### Exercise instructions
Repeat every one of the rows below word for word, and leave the pictures out of your answer.
··· Given information
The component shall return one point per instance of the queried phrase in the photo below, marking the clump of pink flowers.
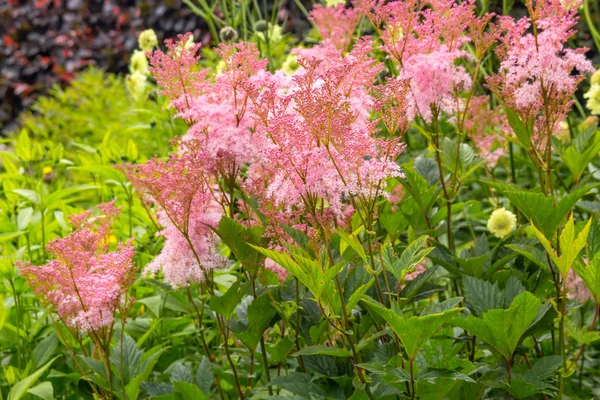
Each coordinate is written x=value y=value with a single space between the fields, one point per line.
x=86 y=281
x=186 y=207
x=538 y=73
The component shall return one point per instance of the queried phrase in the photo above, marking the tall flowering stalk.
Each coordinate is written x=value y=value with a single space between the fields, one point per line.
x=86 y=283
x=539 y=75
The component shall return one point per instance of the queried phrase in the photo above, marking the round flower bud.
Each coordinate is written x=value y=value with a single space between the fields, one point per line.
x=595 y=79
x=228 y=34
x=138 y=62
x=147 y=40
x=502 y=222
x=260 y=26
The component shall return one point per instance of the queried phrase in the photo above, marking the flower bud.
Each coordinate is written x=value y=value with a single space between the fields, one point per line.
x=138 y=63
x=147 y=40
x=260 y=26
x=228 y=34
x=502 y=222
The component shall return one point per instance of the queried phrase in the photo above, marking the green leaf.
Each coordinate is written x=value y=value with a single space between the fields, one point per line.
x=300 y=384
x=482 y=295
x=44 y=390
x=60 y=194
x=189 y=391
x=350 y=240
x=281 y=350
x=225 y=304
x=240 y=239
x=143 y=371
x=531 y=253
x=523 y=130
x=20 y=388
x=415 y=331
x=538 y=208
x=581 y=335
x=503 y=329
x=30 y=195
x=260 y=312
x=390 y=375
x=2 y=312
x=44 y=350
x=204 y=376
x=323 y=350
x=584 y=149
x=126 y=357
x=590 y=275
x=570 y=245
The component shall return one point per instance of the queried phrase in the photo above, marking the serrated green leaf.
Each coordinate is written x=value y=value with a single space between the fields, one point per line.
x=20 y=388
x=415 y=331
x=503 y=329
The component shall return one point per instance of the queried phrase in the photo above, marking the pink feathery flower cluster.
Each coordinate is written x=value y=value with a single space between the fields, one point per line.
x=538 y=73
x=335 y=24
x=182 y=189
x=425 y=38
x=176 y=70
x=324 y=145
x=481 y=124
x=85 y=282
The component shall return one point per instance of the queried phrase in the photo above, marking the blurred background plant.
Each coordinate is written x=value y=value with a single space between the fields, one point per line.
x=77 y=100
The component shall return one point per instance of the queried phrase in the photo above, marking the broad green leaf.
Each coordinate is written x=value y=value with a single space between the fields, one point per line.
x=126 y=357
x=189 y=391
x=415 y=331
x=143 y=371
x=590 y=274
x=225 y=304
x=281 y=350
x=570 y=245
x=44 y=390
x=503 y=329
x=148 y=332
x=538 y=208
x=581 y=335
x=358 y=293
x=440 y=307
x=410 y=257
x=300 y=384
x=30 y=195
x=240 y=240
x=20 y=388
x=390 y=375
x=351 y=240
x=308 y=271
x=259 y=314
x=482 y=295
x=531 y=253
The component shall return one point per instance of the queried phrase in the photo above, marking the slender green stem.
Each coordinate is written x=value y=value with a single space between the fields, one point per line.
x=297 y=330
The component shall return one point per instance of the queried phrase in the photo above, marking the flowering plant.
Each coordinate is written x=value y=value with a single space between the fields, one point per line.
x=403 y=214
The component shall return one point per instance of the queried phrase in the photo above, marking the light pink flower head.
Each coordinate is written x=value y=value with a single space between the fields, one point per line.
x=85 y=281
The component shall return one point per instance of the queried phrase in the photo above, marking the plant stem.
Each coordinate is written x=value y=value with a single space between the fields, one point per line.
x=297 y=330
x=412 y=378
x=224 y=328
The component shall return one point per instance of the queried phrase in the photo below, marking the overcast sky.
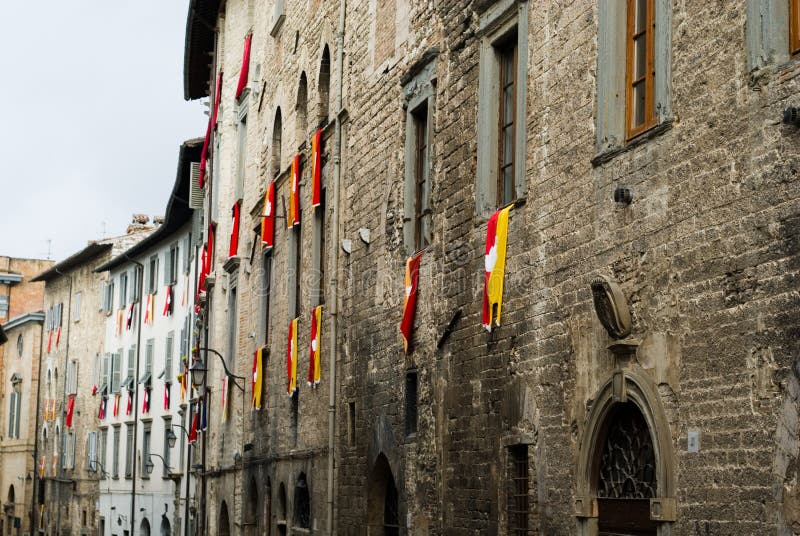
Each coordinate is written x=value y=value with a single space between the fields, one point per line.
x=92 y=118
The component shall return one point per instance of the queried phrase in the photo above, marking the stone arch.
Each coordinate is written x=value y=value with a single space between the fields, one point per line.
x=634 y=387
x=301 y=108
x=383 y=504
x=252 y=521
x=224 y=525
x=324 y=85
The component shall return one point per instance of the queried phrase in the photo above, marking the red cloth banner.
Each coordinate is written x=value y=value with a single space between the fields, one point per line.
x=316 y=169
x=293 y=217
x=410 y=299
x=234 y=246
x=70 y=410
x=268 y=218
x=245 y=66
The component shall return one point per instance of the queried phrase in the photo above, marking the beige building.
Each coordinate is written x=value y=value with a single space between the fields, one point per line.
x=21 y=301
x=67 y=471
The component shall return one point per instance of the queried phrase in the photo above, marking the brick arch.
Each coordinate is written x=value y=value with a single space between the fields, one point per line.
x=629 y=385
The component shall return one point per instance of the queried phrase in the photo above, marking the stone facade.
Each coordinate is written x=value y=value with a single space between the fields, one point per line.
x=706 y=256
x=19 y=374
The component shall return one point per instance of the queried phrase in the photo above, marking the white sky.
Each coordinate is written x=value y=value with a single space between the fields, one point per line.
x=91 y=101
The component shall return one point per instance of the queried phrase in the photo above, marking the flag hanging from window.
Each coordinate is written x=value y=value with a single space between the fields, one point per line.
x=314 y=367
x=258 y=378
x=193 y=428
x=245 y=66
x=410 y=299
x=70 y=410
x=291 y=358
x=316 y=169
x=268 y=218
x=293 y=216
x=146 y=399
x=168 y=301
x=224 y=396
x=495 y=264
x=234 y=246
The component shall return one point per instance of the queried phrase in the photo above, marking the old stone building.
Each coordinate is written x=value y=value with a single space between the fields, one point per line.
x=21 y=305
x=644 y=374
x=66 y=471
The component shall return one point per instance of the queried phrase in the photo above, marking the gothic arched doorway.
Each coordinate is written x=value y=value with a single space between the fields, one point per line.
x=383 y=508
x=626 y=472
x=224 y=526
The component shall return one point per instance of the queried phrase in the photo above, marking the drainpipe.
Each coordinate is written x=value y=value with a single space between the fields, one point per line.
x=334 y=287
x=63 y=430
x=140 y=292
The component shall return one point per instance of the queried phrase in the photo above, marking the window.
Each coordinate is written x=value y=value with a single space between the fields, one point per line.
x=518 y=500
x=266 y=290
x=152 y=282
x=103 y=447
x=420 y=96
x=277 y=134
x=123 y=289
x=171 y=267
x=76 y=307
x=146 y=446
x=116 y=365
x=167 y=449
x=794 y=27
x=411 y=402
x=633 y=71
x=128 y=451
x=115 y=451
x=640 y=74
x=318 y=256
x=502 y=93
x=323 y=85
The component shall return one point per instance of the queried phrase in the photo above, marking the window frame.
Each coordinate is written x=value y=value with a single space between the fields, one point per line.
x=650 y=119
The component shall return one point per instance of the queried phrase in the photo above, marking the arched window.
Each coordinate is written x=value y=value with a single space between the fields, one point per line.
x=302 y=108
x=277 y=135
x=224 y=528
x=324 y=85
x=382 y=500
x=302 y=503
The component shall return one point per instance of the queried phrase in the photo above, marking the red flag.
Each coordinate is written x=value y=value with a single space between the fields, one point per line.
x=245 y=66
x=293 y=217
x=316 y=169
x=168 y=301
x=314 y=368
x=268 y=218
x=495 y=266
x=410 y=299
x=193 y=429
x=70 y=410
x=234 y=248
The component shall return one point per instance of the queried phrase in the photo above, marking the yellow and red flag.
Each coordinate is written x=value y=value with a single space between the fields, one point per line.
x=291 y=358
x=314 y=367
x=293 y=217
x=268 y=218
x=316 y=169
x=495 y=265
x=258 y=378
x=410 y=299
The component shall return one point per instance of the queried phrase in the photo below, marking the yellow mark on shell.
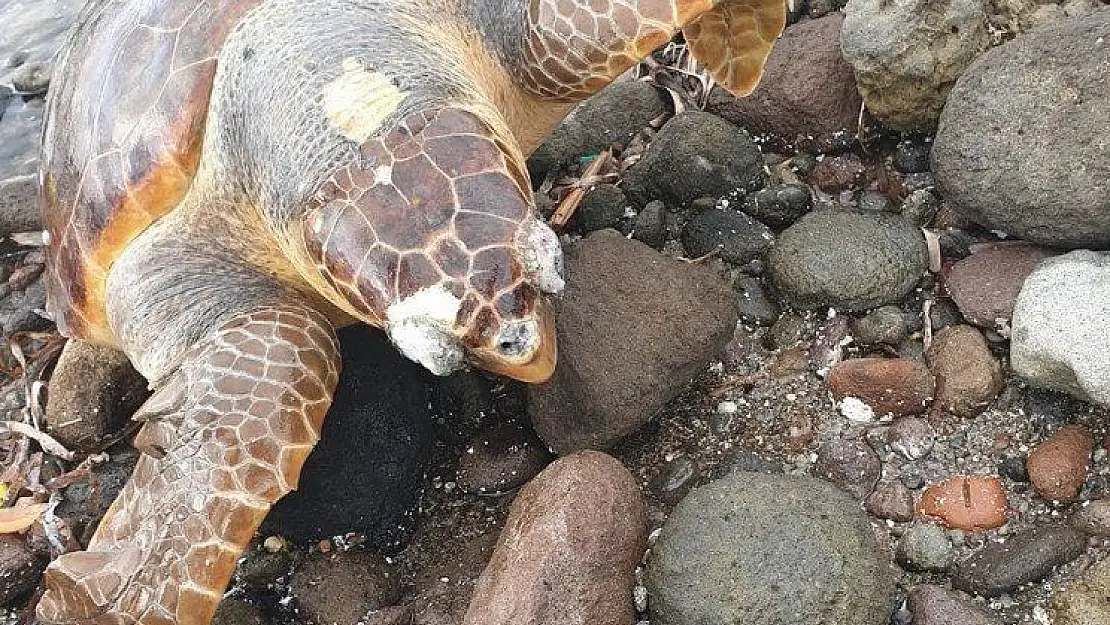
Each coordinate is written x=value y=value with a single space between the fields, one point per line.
······
### Solution below
The component shall return one point per instance of the queried phrase in the photo below, marking the clump of pink flowers.
Each coordinate is written x=value y=value with a single space between the fields, one point per line.
x=86 y=281
x=186 y=207
x=538 y=73
The component shall return one point per instance of the queried phrase in the photo above, marking the tall flowering stalk.
Each coordinate is written x=value y=value with a single space between the fields, one point per line.
x=86 y=283
x=539 y=75
The component shall return one point per instance of the queried phrase in the photo above, marking the round flower bud.
Each coordinate is written x=value y=value with a single space between the fields, one point per line.
x=595 y=79
x=228 y=34
x=138 y=62
x=147 y=40
x=502 y=222
x=260 y=26
The component shall return one point per instance of the queried phrase in the photo above, marking the flower bud.
Each coordinate is written x=value y=value with a single space between the fields, one point per line.
x=138 y=63
x=147 y=40
x=260 y=26
x=228 y=34
x=502 y=222
The component shall return one point per instance of the queried phrase in the photo above, marking the green leaf.
Each coordinate is written x=value y=value with a single space between the fields, one point per line.
x=300 y=384
x=482 y=295
x=44 y=390
x=60 y=194
x=189 y=391
x=350 y=240
x=281 y=350
x=225 y=304
x=240 y=239
x=143 y=371
x=531 y=253
x=523 y=130
x=20 y=388
x=415 y=331
x=538 y=208
x=581 y=335
x=503 y=329
x=30 y=195
x=260 y=312
x=390 y=375
x=2 y=312
x=44 y=350
x=204 y=376
x=323 y=350
x=584 y=149
x=126 y=357
x=590 y=275
x=570 y=245
The component shall return one point per instance of the queried phrase in the photo above, marking the serrated green leaf.
Each coordinate is written x=value y=value with a single space between the fields, one point per line.
x=20 y=388
x=415 y=331
x=503 y=329
The component shall return one point per instance of the queried phrase in the photo above, marking the pink feathery flower cluster.
Each coordinate is written x=value y=value with a single space between the fields, one point per line.
x=538 y=73
x=335 y=24
x=182 y=189
x=425 y=38
x=176 y=70
x=324 y=145
x=481 y=124
x=85 y=282
The component shall return one point per instance of the queried phrase in the photo above, marking the blurred background plant.
Each coordinate is written x=value y=value with a single space between the fields, one point per line.
x=77 y=100
The component shall return one point per instance of the queried phrase in the photo above, marking the broad green leaf.
Each coordinate is written x=value y=value with a single space between the fields, one point per line.
x=126 y=357
x=189 y=391
x=415 y=331
x=143 y=371
x=590 y=274
x=225 y=304
x=281 y=350
x=570 y=245
x=44 y=390
x=503 y=329
x=148 y=332
x=538 y=208
x=581 y=335
x=358 y=293
x=440 y=307
x=410 y=257
x=300 y=384
x=30 y=195
x=240 y=240
x=20 y=388
x=390 y=375
x=351 y=240
x=308 y=271
x=259 y=314
x=482 y=295
x=531 y=253
The component shall return one point per instance of the queried phrase in the photo above, marking the slender green stem.
Each coordinate is written x=value y=value with a single space between the fields, one point per line.
x=297 y=330
The component shall return one point per instance of the queried phrase in the photo above, marking the flowering plant.
Each coordinate is written x=value y=value with a single space between the fields, one point per line.
x=403 y=214
The component shall return one point per instance of the queried phrase in the photo above, marking the light pink flower head.
Each coordinate is written x=value y=value with a single space between the fields, one point per line.
x=85 y=281
The component shall return one point per instance of the queried phrase in the photo above, marking the plant stem.
Each coordinate is written x=value y=value with a single space between the fields, one point per line.
x=297 y=330
x=412 y=378
x=224 y=328
The component shall return one point per instance of the queried phrase in the photo below, marking the overcast sky.
Each coordinate is written x=value y=value with a single space between the fields, one point per line.
x=92 y=118
The component shall return one point per instance of the queried phrase in the photo above, marking the stone arch.
Each coordinate is written x=value y=value with a single space between the fields, one point per line.
x=634 y=387
x=301 y=108
x=383 y=504
x=252 y=521
x=224 y=525
x=324 y=85
The component shall return one point per instance of the queried phrase in the photo above, marking the red cloth banner.
Each coordinate is written x=value y=value with a single space between the fields, one point per line.
x=316 y=169
x=293 y=217
x=410 y=299
x=234 y=246
x=70 y=410
x=268 y=218
x=245 y=66
The component shall return one point per instance of the queried phrase in the photo above, marking the beige building.
Each coordinate is written x=value y=value with a single space between the fields, one point per line.
x=21 y=301
x=67 y=471
The component shall return one point per instance of the queried phrase in the photo above, marking the brick arch.
Each coordinate is written x=value y=value with a single space between the fields, one point per line.
x=629 y=385
The component shall return one point per instance of the queried phrase in the photo above, marking the stone facade.
Each coordinate is written x=value y=value with a single space between the fields, one point per line.
x=706 y=256
x=19 y=374
The component shall return one point per instance of the queried phrase in the photo above, marking the white sky.
Each coordinate is written x=value y=value with a single space between the fields, one point per line.
x=91 y=101
The component shall return one point per instance of the queried phrase in the photo above, marking the flag hanging from window.
Each coordinate is written x=value y=value with a single space between the fields, one point per line.
x=314 y=367
x=258 y=378
x=193 y=428
x=245 y=66
x=410 y=299
x=70 y=410
x=291 y=358
x=316 y=169
x=268 y=218
x=293 y=216
x=146 y=399
x=168 y=301
x=224 y=396
x=495 y=264
x=234 y=246
The component shall return one point per instance of the queried phrase in the photo above, marking the old stone building.
Each coordinate is written x=value y=value with a single space between the fields, one point per line.
x=21 y=305
x=644 y=374
x=66 y=471
The component shall return one point per instance of the queried phrase in the photo above, marking the gothic arched doorway.
Each coordinate is written x=value y=value with a single space between the fields, one point per line.
x=383 y=508
x=626 y=472
x=224 y=526
The component shall return one point per instance of the queried phrase in the photo above, marking the drainpipe.
Each coordinate is written x=value y=value with a single space between the fields, one point per line.
x=334 y=287
x=63 y=430
x=140 y=292
The component shall return one point per instance of the queried phrase in the photo above, marking the window.
Each coordinate is written x=value y=value with a single space between the fields, one point per line.
x=518 y=500
x=266 y=290
x=152 y=282
x=103 y=447
x=420 y=96
x=277 y=134
x=123 y=289
x=171 y=267
x=76 y=307
x=146 y=446
x=116 y=365
x=167 y=449
x=794 y=27
x=411 y=402
x=633 y=71
x=128 y=451
x=115 y=451
x=640 y=74
x=318 y=256
x=502 y=93
x=323 y=85
The component shall return one point per instance of the queried phrase in the photo above, marking the window frame.
Each coordinate is written x=value y=value with a single space between the fields, one point per line.
x=650 y=119
The component shall return one point per instance of the queried phrase in the photo above, marking the arched window.
Each coordinate is written x=value y=value with a single space between the fields, one point per line.
x=302 y=108
x=277 y=135
x=224 y=528
x=324 y=85
x=382 y=500
x=302 y=503
The component shall return one point per instance of the queried phrase in the photo above, marking the red flag.
Each coordinate is written x=value y=value with a single space between the fields, one point per line.
x=245 y=66
x=293 y=217
x=316 y=169
x=168 y=301
x=314 y=368
x=268 y=218
x=495 y=266
x=410 y=299
x=193 y=429
x=70 y=410
x=234 y=248
The component shall return one point per instance of the queried phrase in the photo above, marking the yellow and red flag.
Each coordinate is written x=value y=value with a single space between the fields, one point per line.
x=291 y=358
x=314 y=367
x=293 y=217
x=268 y=218
x=316 y=169
x=495 y=265
x=258 y=378
x=410 y=299
The component shall return one point per instance of the queried phrase in the photo below, marking the yellow mark on shell.
Each coordinate is written x=value y=value with a single space between the fields, one point per line.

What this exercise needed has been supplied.